▶ _OBJECTIVE_:
Can you give every line of the items below as a JSON list of strings, one string per line, with blank lines skipped and the pictures left out?

>> BEGIN RECORDS TO PROCESS

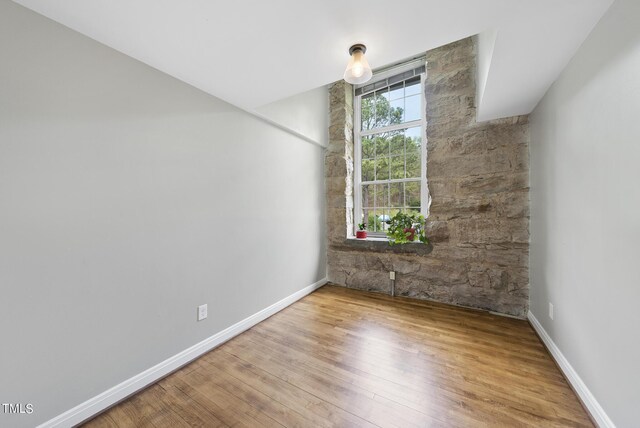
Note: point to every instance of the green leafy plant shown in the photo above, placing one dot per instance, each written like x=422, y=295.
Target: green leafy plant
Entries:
x=406, y=227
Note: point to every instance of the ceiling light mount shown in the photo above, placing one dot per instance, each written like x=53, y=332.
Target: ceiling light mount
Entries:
x=358, y=70
x=358, y=47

>> END RECORDS TO PROCESS

▶ _EXPECTED ANSWER_:
[
  "Note: point to every instance of the green leafy plant shown in the photo above, placing one dot per instance, each written like x=422, y=295.",
  "Target: green leafy plant",
  "Entries:",
  "x=406, y=227",
  "Note: point to every instance of the ceiling light mount shown in the photo above, placing one dot per instance, each written like x=53, y=332.",
  "Target: ceiling light mount",
  "Entries:",
  "x=358, y=70",
  "x=358, y=47"
]